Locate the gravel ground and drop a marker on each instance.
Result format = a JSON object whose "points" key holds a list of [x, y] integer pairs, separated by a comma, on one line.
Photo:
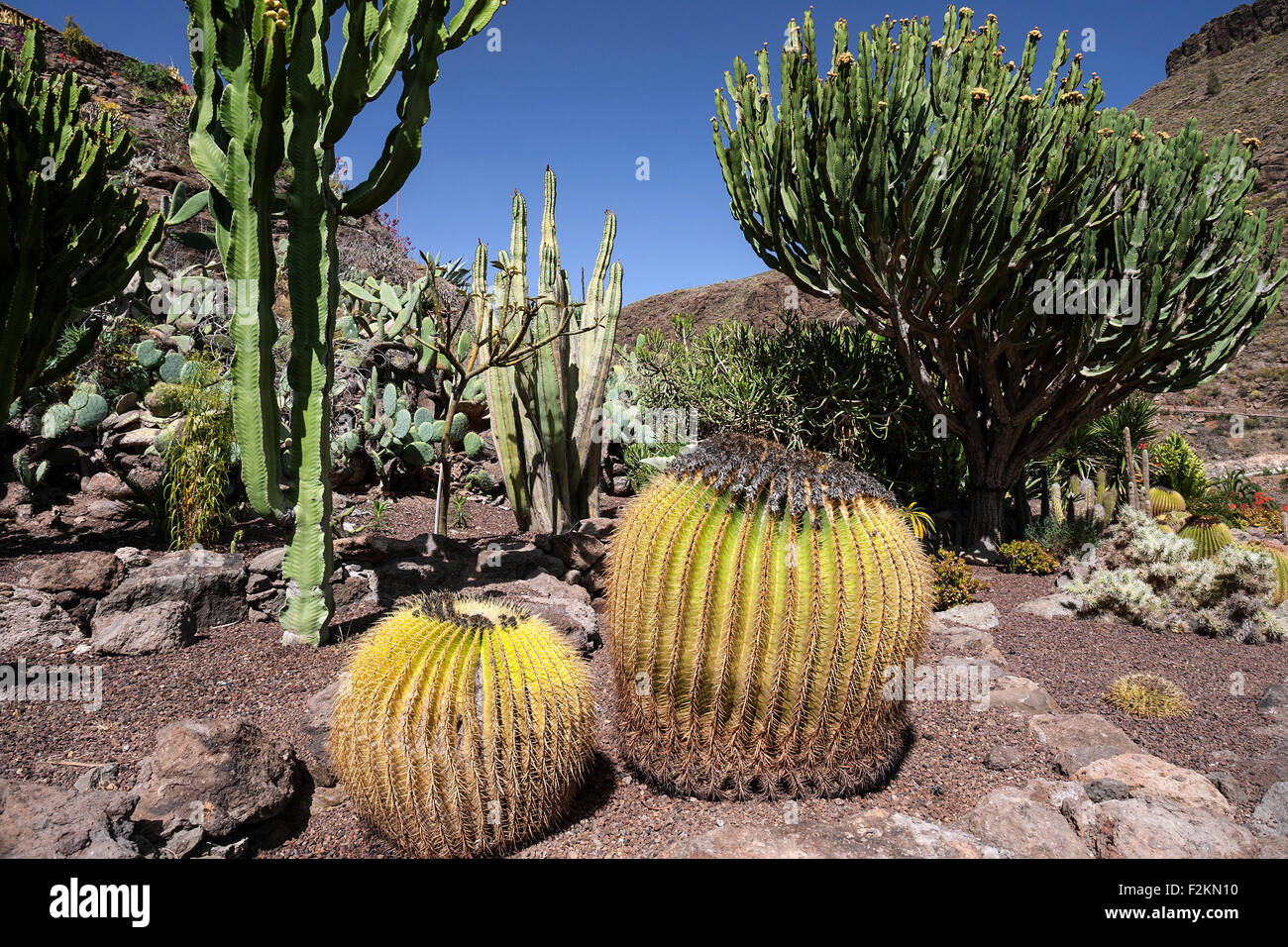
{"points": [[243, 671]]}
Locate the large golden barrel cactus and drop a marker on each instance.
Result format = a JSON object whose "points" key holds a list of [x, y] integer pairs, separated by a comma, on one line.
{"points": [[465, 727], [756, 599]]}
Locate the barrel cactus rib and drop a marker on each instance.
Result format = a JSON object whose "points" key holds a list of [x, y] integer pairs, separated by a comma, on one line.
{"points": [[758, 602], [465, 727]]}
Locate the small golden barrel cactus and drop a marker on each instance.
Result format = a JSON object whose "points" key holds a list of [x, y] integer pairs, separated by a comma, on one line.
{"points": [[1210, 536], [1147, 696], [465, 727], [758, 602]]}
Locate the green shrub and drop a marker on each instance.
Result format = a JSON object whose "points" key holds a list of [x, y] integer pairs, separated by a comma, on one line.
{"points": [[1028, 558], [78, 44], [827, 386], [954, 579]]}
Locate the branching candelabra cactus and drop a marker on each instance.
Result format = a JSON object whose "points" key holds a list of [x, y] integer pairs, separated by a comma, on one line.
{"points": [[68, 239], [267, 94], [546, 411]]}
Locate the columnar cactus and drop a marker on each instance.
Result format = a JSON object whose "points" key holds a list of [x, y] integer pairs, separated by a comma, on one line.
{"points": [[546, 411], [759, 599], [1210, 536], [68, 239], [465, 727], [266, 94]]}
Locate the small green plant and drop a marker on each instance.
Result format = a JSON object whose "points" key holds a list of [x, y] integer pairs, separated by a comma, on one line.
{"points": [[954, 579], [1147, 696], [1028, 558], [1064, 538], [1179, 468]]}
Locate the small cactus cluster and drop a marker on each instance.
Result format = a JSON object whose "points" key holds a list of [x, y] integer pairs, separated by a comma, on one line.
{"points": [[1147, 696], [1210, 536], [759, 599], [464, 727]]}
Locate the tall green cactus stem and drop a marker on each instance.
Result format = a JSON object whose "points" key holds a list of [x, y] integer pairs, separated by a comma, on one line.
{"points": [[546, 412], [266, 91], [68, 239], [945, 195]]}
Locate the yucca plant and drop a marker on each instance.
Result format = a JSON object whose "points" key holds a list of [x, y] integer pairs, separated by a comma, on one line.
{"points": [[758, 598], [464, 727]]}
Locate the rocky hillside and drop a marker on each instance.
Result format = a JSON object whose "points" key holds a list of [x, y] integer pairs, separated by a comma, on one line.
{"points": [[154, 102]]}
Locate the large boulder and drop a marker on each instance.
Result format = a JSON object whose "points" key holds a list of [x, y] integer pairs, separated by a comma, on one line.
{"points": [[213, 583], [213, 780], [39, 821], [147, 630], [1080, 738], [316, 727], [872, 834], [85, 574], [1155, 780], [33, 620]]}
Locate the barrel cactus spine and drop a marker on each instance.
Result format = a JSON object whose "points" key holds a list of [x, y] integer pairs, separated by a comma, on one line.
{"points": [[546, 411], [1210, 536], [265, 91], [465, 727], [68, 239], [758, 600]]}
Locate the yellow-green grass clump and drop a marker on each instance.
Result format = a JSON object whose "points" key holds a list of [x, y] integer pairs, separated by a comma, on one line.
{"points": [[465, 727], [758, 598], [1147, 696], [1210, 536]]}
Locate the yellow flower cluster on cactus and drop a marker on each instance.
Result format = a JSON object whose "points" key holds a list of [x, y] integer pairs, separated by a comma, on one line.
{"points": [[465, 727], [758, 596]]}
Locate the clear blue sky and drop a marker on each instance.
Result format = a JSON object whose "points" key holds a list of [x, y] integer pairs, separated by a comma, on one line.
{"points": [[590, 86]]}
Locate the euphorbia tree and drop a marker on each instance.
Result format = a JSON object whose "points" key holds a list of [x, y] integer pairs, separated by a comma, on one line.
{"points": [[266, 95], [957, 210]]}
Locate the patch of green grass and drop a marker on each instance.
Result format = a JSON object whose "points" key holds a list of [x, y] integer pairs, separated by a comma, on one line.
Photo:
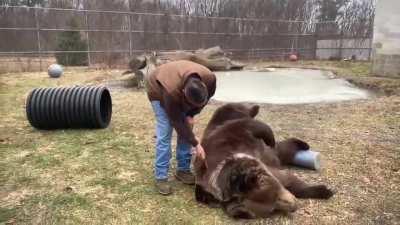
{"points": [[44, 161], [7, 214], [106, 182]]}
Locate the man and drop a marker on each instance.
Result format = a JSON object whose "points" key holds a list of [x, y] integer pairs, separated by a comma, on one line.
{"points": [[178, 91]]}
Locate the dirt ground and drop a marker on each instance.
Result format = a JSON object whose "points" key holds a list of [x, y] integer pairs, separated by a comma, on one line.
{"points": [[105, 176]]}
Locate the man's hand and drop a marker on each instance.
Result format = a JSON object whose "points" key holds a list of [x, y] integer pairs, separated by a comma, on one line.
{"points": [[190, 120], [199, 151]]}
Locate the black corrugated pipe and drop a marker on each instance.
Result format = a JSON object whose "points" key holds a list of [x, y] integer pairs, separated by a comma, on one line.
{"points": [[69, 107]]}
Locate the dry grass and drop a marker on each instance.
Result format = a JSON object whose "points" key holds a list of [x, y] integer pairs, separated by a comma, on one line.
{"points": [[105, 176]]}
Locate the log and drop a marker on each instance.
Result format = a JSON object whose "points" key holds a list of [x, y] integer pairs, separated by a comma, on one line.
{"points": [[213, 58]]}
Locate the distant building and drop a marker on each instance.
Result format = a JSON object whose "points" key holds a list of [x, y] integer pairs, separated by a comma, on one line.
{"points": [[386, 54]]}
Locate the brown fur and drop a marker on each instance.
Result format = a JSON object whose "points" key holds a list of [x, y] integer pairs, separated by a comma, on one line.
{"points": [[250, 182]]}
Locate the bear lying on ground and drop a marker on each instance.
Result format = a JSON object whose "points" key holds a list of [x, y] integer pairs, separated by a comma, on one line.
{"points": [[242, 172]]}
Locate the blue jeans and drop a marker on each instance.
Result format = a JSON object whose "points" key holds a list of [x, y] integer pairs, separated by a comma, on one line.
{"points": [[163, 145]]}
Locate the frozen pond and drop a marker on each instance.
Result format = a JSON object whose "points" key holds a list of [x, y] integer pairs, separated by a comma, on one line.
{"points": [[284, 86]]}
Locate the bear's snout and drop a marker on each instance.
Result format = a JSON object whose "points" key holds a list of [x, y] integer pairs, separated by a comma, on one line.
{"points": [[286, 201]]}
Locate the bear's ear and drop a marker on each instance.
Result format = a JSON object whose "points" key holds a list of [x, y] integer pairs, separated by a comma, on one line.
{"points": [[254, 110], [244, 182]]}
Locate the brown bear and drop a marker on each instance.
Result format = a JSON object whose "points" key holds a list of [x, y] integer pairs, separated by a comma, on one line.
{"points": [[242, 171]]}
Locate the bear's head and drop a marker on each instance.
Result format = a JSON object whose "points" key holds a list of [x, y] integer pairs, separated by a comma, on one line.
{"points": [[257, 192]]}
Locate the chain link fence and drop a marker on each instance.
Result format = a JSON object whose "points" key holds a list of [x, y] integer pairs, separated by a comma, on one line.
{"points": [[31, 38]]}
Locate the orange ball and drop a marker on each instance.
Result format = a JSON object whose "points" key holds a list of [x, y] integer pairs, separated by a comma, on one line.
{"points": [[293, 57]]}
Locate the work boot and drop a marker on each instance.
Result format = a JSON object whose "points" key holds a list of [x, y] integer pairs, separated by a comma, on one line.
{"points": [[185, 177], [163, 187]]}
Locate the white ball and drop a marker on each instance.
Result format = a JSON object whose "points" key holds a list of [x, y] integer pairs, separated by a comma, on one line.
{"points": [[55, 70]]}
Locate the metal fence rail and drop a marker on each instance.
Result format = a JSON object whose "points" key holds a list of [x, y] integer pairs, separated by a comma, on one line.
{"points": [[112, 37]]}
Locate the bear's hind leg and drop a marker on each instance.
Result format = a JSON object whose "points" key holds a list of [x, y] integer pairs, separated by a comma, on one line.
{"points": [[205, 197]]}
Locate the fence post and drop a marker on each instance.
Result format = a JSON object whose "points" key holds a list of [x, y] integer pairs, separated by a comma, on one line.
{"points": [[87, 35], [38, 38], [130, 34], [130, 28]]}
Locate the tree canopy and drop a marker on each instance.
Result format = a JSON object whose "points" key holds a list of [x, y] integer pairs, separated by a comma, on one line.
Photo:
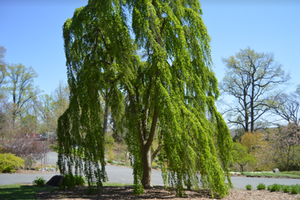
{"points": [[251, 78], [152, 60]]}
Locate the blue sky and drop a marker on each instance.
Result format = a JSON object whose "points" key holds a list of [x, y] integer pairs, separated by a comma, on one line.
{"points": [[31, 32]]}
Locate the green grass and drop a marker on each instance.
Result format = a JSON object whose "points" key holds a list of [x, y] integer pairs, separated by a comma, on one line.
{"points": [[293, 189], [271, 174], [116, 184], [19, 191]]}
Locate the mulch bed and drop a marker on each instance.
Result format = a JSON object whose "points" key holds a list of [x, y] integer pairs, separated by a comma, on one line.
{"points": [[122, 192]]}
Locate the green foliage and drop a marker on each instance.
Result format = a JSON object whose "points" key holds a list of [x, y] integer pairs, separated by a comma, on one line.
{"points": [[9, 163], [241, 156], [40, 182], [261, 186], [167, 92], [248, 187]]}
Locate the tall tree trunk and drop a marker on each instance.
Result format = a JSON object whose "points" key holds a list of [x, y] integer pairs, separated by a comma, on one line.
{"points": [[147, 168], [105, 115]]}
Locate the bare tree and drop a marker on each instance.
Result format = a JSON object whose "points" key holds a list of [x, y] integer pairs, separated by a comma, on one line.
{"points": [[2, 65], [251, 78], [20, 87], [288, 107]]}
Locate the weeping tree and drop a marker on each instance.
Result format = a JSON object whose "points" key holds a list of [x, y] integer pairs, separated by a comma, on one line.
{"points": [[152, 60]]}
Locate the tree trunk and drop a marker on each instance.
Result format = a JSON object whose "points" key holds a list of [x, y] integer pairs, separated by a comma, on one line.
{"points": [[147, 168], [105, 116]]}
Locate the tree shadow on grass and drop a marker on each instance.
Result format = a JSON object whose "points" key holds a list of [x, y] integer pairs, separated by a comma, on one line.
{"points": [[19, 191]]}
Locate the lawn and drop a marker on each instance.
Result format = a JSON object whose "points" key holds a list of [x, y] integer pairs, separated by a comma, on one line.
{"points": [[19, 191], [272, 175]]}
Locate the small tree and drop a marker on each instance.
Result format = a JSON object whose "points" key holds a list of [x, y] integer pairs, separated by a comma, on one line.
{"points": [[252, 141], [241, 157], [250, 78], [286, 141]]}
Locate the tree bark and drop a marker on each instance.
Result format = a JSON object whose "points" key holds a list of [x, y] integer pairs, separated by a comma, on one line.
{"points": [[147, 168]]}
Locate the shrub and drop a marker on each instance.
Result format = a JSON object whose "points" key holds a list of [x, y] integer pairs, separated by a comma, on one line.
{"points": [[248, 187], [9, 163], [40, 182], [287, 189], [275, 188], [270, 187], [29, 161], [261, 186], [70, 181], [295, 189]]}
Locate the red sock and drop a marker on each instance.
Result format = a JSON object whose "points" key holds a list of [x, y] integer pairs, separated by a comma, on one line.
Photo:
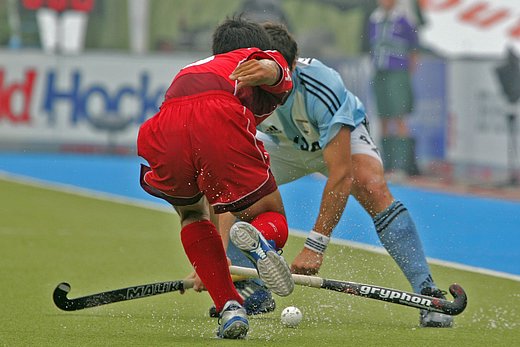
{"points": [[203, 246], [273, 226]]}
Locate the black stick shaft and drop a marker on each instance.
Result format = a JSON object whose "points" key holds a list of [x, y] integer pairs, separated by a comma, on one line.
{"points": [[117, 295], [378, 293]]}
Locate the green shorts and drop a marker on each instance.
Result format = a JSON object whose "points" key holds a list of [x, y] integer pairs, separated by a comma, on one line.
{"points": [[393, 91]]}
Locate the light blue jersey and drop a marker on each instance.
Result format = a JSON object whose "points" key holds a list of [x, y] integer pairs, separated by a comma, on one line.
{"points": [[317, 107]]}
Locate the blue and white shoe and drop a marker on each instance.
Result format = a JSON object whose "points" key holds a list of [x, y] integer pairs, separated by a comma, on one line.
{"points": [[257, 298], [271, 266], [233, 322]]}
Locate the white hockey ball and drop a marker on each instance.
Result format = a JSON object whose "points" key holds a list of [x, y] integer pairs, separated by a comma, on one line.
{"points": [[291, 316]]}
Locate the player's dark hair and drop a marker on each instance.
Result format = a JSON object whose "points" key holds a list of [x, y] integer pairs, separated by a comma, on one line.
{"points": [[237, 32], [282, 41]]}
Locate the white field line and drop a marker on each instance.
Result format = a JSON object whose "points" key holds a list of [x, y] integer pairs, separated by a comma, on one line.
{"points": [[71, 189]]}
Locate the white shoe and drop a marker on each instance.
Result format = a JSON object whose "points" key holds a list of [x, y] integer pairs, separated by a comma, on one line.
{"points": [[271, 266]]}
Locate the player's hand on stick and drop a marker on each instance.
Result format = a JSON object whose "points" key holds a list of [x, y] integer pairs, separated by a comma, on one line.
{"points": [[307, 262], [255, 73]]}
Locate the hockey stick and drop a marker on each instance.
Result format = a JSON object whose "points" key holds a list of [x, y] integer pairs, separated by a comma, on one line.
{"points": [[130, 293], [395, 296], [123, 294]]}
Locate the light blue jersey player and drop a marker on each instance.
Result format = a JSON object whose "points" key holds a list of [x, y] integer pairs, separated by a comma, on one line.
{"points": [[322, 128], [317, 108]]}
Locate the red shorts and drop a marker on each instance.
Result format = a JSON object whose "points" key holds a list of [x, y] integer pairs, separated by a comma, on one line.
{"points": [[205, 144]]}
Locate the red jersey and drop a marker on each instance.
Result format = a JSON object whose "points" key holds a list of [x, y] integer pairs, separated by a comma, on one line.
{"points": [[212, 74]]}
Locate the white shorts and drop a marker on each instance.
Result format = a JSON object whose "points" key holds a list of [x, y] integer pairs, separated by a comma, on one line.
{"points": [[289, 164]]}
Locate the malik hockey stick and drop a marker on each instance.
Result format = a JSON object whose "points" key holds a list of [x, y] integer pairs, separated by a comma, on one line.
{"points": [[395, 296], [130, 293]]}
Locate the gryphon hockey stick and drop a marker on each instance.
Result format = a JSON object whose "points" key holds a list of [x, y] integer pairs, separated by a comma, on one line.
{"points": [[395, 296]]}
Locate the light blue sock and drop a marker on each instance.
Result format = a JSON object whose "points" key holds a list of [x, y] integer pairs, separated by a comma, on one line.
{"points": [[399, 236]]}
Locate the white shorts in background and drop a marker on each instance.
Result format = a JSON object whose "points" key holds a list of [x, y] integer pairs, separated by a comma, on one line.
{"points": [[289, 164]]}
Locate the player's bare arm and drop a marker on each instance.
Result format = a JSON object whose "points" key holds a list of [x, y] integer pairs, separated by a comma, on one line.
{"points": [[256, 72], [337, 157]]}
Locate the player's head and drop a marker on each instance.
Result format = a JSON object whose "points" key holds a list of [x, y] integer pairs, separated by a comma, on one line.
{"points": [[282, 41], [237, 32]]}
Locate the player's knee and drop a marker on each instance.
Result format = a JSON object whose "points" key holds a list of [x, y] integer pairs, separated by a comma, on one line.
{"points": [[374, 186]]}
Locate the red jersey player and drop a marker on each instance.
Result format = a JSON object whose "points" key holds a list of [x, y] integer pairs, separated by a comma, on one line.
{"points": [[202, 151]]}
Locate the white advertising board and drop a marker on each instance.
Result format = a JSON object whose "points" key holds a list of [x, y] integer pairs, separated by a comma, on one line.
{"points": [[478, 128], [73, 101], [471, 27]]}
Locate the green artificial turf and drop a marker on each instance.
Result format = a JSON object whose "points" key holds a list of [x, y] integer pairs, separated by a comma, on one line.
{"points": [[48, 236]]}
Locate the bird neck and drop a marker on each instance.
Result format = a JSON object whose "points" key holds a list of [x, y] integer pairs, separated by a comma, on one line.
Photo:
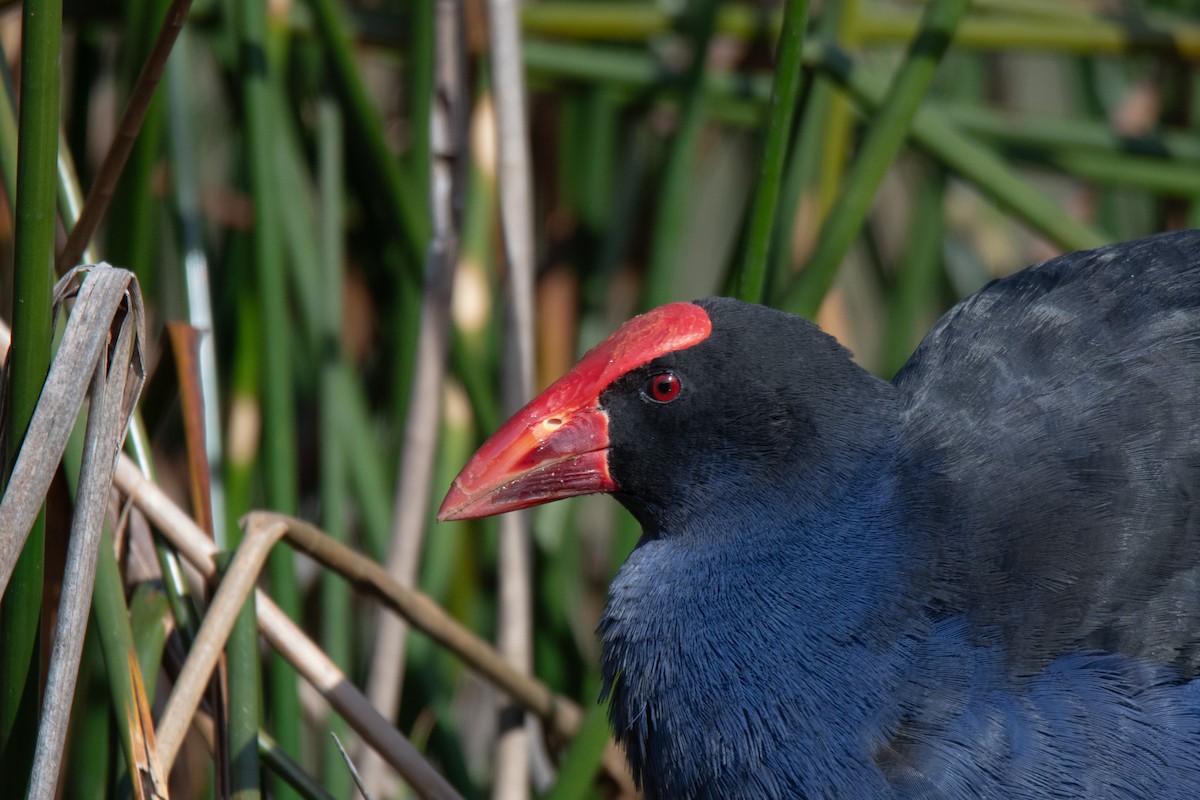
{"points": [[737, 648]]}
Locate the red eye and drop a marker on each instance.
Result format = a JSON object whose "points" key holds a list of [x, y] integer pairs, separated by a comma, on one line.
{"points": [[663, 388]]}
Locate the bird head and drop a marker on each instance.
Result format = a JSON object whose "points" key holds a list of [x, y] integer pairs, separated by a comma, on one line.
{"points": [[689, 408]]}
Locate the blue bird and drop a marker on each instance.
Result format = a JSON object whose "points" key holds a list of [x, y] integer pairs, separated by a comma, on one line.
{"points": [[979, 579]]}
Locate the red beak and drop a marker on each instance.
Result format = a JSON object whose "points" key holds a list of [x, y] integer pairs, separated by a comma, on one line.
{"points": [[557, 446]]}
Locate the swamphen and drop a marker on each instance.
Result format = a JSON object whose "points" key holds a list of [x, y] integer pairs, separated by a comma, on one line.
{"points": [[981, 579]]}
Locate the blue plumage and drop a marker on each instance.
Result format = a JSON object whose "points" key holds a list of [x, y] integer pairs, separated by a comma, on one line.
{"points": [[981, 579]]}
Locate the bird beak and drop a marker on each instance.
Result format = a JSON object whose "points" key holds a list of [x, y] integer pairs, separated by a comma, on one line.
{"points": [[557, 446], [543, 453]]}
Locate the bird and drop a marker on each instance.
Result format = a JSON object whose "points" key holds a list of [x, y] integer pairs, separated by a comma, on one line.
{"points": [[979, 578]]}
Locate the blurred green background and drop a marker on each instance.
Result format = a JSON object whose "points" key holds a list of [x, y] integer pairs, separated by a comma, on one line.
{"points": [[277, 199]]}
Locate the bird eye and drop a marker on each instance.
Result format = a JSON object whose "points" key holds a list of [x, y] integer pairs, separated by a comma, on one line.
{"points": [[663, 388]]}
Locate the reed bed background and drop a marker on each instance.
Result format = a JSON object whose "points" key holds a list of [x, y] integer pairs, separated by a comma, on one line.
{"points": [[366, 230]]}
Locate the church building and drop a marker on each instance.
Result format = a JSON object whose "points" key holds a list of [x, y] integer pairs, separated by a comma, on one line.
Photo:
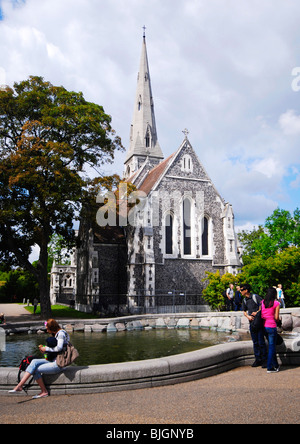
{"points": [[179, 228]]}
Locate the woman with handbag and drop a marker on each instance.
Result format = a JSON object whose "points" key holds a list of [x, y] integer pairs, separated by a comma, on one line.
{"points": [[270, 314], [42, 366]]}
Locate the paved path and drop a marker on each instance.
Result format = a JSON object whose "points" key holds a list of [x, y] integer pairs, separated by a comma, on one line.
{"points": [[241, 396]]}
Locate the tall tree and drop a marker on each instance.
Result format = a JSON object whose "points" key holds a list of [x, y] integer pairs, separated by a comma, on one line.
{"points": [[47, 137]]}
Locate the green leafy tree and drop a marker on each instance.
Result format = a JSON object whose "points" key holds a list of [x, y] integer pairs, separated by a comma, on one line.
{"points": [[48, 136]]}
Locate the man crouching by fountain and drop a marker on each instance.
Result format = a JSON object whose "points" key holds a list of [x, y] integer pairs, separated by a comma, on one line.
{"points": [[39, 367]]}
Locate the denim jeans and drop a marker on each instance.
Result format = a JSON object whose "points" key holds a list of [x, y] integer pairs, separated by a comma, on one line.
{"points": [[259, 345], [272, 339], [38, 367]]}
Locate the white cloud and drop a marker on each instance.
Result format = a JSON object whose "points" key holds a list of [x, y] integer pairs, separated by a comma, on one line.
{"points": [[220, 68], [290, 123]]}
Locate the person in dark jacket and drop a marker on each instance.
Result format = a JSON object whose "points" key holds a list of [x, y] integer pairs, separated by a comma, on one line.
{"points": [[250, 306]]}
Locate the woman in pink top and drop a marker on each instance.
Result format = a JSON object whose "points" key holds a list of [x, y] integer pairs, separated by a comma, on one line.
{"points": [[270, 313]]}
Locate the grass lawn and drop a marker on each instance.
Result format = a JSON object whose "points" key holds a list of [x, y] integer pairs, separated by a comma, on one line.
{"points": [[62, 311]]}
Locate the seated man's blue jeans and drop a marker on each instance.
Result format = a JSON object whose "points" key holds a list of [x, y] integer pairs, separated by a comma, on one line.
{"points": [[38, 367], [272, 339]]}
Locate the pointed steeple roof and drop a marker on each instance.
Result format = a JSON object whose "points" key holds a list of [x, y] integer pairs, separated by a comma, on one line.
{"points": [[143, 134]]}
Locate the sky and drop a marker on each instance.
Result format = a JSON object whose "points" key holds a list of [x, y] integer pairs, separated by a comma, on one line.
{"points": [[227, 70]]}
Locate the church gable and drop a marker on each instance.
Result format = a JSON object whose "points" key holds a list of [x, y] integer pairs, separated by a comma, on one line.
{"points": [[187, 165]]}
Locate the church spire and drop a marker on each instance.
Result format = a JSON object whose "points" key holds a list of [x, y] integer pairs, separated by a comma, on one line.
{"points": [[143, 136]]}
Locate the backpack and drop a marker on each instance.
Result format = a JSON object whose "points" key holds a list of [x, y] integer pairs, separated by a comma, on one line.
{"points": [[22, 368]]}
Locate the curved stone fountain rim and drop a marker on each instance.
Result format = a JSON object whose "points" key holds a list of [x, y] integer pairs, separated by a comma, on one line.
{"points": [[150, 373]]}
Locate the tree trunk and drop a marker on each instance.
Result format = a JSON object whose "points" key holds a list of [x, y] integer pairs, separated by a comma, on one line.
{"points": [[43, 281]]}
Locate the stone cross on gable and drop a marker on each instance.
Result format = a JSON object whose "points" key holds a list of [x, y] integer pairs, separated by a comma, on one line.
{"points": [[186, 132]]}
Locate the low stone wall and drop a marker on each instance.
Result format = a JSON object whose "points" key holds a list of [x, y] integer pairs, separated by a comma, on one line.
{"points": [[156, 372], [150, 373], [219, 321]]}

◇ ◇ ◇ ◇ ◇

Where a line contains the word "tall", copy that line from the listing above.

Locate the tall green cactus stem and drop a marker on each instance.
Locate the tall tree trunk and drop a marker on each instance.
Locate the tall tree and drop a marker on each instance.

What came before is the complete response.